Copy the lines below verbatim, but only from the line containing "Please identify the shadow" through the end of the data.

*** Task inputs ***

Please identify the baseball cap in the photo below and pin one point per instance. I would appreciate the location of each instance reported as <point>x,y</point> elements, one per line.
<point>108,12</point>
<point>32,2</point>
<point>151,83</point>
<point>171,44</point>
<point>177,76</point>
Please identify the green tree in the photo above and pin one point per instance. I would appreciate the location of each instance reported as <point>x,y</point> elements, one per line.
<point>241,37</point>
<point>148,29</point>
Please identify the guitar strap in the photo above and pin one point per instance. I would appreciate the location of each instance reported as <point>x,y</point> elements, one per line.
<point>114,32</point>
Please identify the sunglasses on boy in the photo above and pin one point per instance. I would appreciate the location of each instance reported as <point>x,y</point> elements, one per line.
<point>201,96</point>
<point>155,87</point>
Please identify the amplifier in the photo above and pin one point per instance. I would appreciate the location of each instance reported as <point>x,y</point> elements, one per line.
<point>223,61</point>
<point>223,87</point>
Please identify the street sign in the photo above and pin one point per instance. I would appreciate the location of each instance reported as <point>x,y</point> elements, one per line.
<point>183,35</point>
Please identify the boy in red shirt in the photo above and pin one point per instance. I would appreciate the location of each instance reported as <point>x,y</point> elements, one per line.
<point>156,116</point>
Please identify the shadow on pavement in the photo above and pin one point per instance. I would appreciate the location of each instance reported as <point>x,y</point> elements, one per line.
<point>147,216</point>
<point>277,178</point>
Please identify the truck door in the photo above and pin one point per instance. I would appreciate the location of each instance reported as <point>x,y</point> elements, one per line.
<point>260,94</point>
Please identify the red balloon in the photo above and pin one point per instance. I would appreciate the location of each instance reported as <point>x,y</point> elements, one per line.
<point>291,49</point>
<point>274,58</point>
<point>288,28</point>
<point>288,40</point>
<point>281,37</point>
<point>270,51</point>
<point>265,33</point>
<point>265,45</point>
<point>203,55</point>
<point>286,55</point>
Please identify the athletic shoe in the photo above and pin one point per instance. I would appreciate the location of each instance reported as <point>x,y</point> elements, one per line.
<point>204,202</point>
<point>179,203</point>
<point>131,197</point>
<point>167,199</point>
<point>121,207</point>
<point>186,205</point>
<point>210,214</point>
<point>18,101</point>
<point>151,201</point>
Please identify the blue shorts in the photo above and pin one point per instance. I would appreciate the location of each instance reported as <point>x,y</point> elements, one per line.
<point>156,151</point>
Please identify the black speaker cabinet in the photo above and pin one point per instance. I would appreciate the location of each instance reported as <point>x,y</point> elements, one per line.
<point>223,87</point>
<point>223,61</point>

*** End of Task inputs ***

Reply to the exercise
Please identify the shadow on pavement in the photo above and pin one point per instance. I would appreciate the location of each instance reported as <point>x,y</point> elements, one per line.
<point>147,216</point>
<point>277,178</point>
Please identify the truck door in the photo above and pin one point per instance. I would appreciate the location of each instance reported as <point>x,y</point> elements, one per line.
<point>260,94</point>
Please identify the red balloon in the photo above and pin one point per instance. I would appreciate the location of each instance reported as <point>x,y</point> elements, one per line.
<point>291,49</point>
<point>274,58</point>
<point>288,28</point>
<point>288,40</point>
<point>281,37</point>
<point>270,51</point>
<point>265,33</point>
<point>265,45</point>
<point>203,55</point>
<point>286,55</point>
Please identify the athletic shoe in the photo above and pin one point per instance. I would appreciate the location of each instance reported as <point>x,y</point> elements, one per line.
<point>204,202</point>
<point>179,203</point>
<point>131,197</point>
<point>167,199</point>
<point>121,207</point>
<point>186,205</point>
<point>210,214</point>
<point>18,101</point>
<point>151,201</point>
Please identify the blue shorts in the photo above and pin one point per instance. I would appreciate the location of each instance reported as <point>x,y</point> elements, one per line.
<point>156,151</point>
Please identify the black speaker cabinet in the photo above and pin one point per instance. I would appreciate the location of each instance reported as <point>x,y</point> elements, one per line.
<point>223,87</point>
<point>223,61</point>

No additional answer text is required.